_DATA EXTRACT:_
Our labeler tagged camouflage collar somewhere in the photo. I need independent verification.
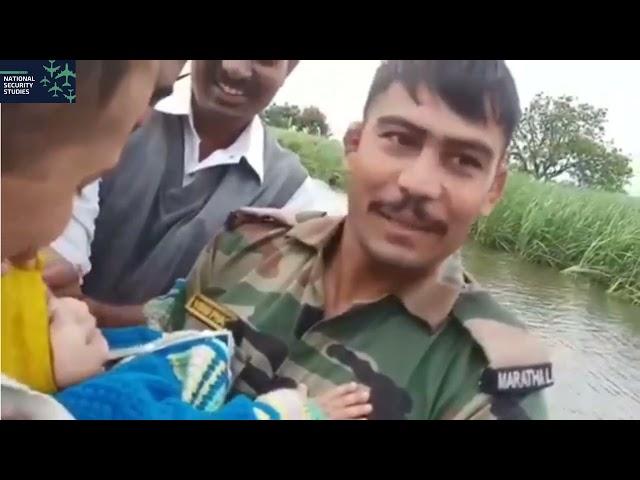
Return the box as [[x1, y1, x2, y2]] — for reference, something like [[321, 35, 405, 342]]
[[287, 215, 464, 330]]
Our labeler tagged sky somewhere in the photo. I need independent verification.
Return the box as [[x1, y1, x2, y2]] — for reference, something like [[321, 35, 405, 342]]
[[162, 60, 640, 195], [274, 60, 640, 195]]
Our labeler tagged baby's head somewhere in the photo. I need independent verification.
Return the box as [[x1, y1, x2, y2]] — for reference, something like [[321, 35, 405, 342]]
[[0, 262, 108, 393]]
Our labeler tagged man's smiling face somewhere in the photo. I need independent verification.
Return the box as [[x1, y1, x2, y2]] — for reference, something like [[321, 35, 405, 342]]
[[347, 82, 506, 269]]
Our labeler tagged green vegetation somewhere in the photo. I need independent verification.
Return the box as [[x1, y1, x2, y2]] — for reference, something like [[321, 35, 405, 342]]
[[271, 127, 346, 190], [473, 173, 640, 304], [275, 129, 640, 304]]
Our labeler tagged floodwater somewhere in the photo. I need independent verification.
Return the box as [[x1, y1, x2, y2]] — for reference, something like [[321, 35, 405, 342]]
[[464, 245, 640, 419], [332, 187, 640, 419]]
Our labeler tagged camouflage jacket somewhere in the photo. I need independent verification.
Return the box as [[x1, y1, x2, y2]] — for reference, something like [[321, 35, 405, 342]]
[[158, 209, 553, 419]]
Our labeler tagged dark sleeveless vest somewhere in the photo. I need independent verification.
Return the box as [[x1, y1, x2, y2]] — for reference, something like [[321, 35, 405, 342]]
[[83, 111, 307, 304]]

_PROBLEM:_
Rewrite everything from the start of the records down to the line containing "[[287, 215, 464, 330]]", both ends included. Keep the requests, multiply every bounding-box coordinate in the answers by 1.25, and round to whole numbers with halves going up. Leave the requests and their sample boxes unchanged, and omit the pictures.

_EXERCISE OUTPUT:_
Our labeler tagged camouflage collar somewhere in the photo. I need independent verification.
Return the box as [[x1, y1, x2, y2]] — for reference, something like [[321, 35, 405, 342]]
[[359, 269, 580, 413]]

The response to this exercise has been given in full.